▶ **Stated goal**
Copy out the data below word for word, from the line containing "If you could place a marker on the corrugated" through the end of the data. Leave the pictures out of your copy.

▶ **Information given**

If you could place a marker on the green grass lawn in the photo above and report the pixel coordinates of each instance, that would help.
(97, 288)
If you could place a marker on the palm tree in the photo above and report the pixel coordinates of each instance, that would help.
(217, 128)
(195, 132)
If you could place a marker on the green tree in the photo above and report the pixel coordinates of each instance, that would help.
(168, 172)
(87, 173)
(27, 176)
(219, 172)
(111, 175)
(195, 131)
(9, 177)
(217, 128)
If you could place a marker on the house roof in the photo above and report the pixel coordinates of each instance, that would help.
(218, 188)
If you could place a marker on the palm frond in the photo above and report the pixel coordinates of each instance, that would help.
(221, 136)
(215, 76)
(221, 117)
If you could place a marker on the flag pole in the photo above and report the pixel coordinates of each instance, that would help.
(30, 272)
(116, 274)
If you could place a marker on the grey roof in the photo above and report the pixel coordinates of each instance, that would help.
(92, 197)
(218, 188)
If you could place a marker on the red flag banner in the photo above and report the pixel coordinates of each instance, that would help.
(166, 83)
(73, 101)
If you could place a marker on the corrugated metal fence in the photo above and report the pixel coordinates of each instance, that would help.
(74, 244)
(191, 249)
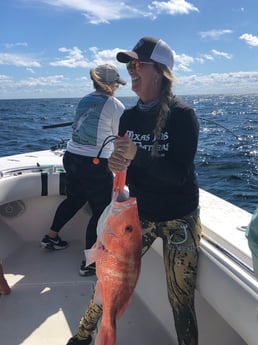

▶ **Written answer**
If you could place a marker on the corrugated metal fence in the photo above and report the pixel coordinates of each instance, that would help.
(74, 244)
(191, 249)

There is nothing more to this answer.